- **Source passage**
This repository contains the code developed to solve the exercises of the Deep Learning Applications course (2024/25).

Laboratory 1

Exercise 1.1 and 1.2

The goal of this exercise is to demonstrate the importance of residual connections. We do this by evaluating simple MLPs and showing that deeper networks with residual connections are easier to train compared to networks of the same depth without residual connections. We compare MLPs with a width of 16 and varying depths on the MNIST dataset.

Note: For this first experiment, each residual block contains 1 layer

Depth Accuracy (MLP) Accuracy (ResidualMLP)
2 0.93 0.94
8 0.88 0.95
32 0.11 0.95
64 0.11 0.35

Notice the poor performance of the last Residual MLP (depth 64). This was improved by increasing the number of layers per residual block from 1 to 2:

Depth Accuracy (MLP) Accuracy (ResidualMLP, 2 layers/block)
2 0.93 0.93
8 0.88 0.95
32 0.11 0.96
64 0.11 0.96

The figure below shows the magnitude of gradients as they propagate through the network, comparing a standard MLP and a MLP with residual blocks. The zig-zag pattern in the graph occurs because gradients for biases and weights were not separated in this visualization. Despite this, it is clear that residual connections help preventing vanishing gradients.

gradients

Exercise 1.3

The goal of this exercise is to repeat the analysis from Exercise 1.2, this time using Convolutional Neural Networks trained on CIFAR-10. As expected, we observe improvements when residual connections are used.

cnn

Accuracy curves during training. The numbers next to each model name indicate the number of residual blocks (with or without skip connections enabled). Models with residual connections achieve consistently higher accuracy than the plain versions.

- **Directions for this task**
According to the passage on residual connections, what causes the zig-zag pattern in the gradient magnitude graph? Reply in one to three sentences. The listing has no role in this exercise.

- **Supplied information**
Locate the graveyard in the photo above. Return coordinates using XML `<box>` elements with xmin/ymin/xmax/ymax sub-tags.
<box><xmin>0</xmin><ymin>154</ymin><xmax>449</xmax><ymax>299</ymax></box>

- **Output for this task**
The zig-zag pattern appears because the gradients for biases and the gradients for weights were not separated in the visualization.